*WORK TASK*: Scan the entries for the word "wall". Every line that has it should be copied.

━━━ DATA TO PROCESS ━━━

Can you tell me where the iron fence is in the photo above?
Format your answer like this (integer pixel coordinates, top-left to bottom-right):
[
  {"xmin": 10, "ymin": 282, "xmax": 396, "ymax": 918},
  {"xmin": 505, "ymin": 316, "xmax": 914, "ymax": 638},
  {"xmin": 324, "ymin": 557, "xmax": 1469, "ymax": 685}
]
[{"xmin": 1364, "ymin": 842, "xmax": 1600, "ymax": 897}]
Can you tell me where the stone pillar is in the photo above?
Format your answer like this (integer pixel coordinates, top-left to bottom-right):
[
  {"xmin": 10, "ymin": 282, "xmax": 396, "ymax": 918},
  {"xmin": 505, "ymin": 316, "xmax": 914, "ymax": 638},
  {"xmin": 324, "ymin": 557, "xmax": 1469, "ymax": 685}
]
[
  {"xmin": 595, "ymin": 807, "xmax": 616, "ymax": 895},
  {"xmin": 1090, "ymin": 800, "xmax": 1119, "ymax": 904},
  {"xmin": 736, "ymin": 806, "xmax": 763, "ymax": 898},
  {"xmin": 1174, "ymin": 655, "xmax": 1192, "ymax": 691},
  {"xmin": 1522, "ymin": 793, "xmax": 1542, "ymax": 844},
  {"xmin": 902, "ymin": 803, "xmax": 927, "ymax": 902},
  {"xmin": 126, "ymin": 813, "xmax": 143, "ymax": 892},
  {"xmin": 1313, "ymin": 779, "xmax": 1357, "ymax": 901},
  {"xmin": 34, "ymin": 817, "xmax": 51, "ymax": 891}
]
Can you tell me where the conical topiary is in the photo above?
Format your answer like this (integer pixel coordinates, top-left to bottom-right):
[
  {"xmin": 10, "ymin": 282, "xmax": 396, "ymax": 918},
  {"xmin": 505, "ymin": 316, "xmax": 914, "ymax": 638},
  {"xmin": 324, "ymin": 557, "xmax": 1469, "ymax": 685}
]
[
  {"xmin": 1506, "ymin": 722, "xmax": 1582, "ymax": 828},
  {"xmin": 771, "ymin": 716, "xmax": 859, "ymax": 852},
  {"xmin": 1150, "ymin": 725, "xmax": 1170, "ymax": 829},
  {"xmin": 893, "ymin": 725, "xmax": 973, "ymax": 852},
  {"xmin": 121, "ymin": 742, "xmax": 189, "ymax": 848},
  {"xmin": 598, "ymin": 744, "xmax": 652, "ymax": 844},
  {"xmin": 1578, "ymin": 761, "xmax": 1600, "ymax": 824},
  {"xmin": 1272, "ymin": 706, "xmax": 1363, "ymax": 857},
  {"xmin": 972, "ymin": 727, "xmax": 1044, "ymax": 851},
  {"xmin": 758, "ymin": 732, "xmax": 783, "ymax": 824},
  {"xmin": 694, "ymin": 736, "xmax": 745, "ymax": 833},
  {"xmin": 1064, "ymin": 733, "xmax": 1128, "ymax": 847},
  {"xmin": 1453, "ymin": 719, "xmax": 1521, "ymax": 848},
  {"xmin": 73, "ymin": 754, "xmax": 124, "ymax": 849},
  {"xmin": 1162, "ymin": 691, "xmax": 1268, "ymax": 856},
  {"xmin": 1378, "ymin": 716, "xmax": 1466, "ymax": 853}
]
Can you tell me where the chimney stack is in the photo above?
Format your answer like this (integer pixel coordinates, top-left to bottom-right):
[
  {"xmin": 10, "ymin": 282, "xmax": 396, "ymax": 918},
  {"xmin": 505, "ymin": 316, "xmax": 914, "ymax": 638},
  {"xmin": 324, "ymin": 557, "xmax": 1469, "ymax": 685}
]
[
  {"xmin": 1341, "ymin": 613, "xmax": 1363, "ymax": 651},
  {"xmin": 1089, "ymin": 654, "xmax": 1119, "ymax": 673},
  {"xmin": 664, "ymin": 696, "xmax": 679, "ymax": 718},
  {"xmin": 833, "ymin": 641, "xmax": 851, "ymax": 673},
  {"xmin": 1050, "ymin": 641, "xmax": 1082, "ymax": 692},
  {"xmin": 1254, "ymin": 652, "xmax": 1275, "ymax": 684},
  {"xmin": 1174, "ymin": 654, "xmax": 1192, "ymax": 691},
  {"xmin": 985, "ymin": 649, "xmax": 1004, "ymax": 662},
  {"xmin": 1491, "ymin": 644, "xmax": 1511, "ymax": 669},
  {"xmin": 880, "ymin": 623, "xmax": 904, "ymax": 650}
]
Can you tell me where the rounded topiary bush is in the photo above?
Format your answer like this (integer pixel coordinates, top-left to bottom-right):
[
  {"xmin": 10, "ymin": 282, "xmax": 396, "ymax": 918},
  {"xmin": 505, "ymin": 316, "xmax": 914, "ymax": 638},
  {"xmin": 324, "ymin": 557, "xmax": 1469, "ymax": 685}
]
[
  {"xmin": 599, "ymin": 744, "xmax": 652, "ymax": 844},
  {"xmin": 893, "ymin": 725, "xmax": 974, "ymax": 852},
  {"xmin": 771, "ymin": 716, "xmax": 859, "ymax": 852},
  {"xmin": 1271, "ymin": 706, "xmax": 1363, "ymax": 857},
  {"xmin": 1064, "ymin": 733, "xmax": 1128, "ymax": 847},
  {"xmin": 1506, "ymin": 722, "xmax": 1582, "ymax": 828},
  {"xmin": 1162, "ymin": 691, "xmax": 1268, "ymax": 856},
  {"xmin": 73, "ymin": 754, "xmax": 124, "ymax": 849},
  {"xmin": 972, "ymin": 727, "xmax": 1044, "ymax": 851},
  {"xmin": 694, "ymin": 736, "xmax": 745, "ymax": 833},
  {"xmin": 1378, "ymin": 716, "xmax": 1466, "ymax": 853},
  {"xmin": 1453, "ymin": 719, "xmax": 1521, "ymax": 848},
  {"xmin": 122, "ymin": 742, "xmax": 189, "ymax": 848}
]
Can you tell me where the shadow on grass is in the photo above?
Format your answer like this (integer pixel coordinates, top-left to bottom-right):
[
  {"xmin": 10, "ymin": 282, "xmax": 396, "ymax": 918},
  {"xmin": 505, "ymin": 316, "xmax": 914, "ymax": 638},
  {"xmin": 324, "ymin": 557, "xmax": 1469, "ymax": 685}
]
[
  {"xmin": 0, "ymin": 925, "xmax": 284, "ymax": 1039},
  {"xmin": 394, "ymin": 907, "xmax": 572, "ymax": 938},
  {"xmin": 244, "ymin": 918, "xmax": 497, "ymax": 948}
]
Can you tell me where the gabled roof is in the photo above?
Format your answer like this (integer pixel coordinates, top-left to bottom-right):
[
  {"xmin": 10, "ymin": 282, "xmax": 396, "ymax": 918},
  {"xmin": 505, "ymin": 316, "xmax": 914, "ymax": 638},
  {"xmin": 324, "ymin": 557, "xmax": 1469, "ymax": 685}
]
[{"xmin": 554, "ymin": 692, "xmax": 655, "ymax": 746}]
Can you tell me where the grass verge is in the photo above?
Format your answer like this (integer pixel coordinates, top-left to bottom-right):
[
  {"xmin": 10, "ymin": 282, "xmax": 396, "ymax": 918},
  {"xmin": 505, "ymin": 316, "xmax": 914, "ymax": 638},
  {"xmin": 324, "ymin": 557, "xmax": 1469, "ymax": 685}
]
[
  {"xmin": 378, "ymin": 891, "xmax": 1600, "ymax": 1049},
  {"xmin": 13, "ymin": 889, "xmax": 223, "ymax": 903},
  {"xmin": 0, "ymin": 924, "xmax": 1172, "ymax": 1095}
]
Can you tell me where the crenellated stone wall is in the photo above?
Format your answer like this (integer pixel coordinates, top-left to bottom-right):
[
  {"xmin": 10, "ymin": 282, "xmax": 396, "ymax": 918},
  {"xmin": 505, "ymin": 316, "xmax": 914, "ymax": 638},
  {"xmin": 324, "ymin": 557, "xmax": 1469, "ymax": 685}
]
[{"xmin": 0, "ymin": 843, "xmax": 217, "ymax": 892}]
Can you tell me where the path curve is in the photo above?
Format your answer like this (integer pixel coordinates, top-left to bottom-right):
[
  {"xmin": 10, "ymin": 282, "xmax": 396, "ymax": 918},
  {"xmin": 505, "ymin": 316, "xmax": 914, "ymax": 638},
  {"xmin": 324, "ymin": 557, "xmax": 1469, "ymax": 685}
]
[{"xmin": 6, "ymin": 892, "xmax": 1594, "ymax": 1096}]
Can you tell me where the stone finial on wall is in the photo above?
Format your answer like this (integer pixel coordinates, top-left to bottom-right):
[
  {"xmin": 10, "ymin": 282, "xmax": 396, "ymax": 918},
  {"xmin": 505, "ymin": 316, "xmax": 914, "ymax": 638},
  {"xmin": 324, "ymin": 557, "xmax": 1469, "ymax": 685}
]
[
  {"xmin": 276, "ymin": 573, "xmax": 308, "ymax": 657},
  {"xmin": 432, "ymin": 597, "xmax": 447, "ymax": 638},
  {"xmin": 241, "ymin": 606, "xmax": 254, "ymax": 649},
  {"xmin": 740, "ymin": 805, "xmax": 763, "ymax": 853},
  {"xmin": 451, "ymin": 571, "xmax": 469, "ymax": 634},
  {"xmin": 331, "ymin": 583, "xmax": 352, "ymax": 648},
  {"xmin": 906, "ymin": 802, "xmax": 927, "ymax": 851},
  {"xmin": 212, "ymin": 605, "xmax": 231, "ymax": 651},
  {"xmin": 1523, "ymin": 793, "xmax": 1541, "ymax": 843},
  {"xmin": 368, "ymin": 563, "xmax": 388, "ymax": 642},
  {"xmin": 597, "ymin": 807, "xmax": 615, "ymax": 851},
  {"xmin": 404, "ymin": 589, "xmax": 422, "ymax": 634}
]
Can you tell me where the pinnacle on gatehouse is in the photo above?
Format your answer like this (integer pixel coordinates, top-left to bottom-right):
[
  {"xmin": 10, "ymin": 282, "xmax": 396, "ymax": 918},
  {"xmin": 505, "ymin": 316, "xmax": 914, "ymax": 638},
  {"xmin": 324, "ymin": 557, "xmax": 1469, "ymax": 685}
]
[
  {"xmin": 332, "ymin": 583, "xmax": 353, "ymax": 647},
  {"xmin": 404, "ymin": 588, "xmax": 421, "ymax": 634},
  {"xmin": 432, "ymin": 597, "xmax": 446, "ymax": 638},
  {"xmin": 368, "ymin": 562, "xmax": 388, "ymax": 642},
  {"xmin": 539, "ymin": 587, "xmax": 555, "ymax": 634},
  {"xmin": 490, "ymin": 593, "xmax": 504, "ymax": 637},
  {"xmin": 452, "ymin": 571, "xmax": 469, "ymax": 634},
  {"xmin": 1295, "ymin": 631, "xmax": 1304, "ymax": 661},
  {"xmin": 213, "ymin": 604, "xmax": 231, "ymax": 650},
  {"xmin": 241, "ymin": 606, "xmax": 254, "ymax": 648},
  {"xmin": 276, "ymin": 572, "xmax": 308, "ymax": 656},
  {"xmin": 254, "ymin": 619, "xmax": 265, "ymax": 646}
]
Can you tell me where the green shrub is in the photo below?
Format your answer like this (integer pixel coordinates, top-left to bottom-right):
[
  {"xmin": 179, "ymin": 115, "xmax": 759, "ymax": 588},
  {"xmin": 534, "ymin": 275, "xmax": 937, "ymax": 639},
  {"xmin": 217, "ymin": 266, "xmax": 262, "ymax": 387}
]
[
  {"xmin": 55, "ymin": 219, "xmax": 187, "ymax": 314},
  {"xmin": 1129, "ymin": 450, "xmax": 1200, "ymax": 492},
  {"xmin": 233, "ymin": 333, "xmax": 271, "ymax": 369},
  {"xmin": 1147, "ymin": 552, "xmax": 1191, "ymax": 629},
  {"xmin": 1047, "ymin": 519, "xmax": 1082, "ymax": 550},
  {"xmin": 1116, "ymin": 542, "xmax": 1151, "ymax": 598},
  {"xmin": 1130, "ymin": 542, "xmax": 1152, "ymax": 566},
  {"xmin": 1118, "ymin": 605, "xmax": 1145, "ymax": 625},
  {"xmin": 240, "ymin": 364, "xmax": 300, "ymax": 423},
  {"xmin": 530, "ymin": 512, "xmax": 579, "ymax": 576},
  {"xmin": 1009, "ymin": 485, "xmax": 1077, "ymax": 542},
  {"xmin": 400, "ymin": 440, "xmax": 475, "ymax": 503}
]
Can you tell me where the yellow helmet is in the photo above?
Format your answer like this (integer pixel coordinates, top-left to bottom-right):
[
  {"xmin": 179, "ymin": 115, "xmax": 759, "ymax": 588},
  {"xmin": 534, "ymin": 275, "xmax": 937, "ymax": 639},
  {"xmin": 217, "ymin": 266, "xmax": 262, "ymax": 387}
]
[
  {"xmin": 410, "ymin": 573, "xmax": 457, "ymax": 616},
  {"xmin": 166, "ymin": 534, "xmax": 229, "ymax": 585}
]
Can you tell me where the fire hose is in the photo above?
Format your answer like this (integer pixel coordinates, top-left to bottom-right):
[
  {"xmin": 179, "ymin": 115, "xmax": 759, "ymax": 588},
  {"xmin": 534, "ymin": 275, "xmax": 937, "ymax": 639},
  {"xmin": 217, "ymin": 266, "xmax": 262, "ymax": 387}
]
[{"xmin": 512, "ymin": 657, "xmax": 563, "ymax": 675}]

━━━

*REPLY TO THE TASK*:
Can you tell me where the crenellated stone wall is in the photo above?
Can you tell me where the stone finial on wall is in the photo above?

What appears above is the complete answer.